Dataset items
'''

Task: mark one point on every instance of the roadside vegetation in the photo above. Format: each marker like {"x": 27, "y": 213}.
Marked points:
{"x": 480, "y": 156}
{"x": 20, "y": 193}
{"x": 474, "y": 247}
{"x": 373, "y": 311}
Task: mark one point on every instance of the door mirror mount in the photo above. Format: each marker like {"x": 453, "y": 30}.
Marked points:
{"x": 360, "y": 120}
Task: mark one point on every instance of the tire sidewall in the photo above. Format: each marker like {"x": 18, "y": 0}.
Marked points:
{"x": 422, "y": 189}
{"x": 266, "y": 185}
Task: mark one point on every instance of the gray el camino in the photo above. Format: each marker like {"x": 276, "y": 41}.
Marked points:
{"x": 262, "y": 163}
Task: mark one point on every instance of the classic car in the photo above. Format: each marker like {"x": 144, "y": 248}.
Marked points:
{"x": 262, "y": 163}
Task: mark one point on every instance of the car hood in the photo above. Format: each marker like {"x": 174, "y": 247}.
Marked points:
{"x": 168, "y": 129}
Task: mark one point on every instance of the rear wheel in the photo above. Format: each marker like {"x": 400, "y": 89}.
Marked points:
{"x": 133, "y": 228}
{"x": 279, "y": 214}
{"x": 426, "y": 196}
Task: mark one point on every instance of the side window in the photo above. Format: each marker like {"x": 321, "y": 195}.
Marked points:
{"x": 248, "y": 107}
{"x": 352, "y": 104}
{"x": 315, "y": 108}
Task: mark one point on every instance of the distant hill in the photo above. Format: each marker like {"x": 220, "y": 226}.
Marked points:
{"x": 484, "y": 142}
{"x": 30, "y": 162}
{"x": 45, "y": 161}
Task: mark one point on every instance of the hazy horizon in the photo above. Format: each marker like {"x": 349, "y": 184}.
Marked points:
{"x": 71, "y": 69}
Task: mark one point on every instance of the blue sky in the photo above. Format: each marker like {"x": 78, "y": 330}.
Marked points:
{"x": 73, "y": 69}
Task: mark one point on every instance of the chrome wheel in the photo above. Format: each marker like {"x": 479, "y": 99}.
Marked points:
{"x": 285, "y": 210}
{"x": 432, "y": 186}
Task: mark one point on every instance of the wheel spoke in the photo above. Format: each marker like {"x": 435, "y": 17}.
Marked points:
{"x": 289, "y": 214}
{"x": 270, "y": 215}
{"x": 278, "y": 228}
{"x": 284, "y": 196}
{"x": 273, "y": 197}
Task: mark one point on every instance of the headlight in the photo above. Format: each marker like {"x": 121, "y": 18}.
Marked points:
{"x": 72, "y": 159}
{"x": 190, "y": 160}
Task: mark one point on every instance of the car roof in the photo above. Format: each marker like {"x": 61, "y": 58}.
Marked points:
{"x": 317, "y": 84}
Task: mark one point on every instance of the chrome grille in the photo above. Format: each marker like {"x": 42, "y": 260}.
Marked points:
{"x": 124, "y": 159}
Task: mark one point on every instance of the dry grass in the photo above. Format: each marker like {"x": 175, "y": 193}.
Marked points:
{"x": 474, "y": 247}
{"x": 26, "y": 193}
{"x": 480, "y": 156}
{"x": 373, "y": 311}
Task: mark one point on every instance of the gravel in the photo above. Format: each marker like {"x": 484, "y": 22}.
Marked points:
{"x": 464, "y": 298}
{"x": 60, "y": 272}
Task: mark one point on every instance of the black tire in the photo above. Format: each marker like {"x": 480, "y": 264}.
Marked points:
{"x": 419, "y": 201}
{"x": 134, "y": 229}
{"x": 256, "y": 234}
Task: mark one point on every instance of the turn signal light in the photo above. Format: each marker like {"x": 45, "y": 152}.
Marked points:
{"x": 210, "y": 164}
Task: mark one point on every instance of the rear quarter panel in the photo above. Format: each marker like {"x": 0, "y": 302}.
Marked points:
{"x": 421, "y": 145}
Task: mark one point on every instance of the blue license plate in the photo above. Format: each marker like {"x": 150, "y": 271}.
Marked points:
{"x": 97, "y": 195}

'''

◆ **SHORT TASK**
Reproduce word for word the stretch from the line containing "Task: mark one point on every instance of the rear quarter" through the final line above.

◆ **FULL SOLUTION**
Task: mark one point on every instance of the rear quarter panel in the photo above. Format: each marker like {"x": 0, "y": 302}.
Marked points:
{"x": 421, "y": 145}
Task: mark one point on every instance of the blue license plate in the photo above. Format: each marker like {"x": 150, "y": 271}.
Marked points:
{"x": 97, "y": 195}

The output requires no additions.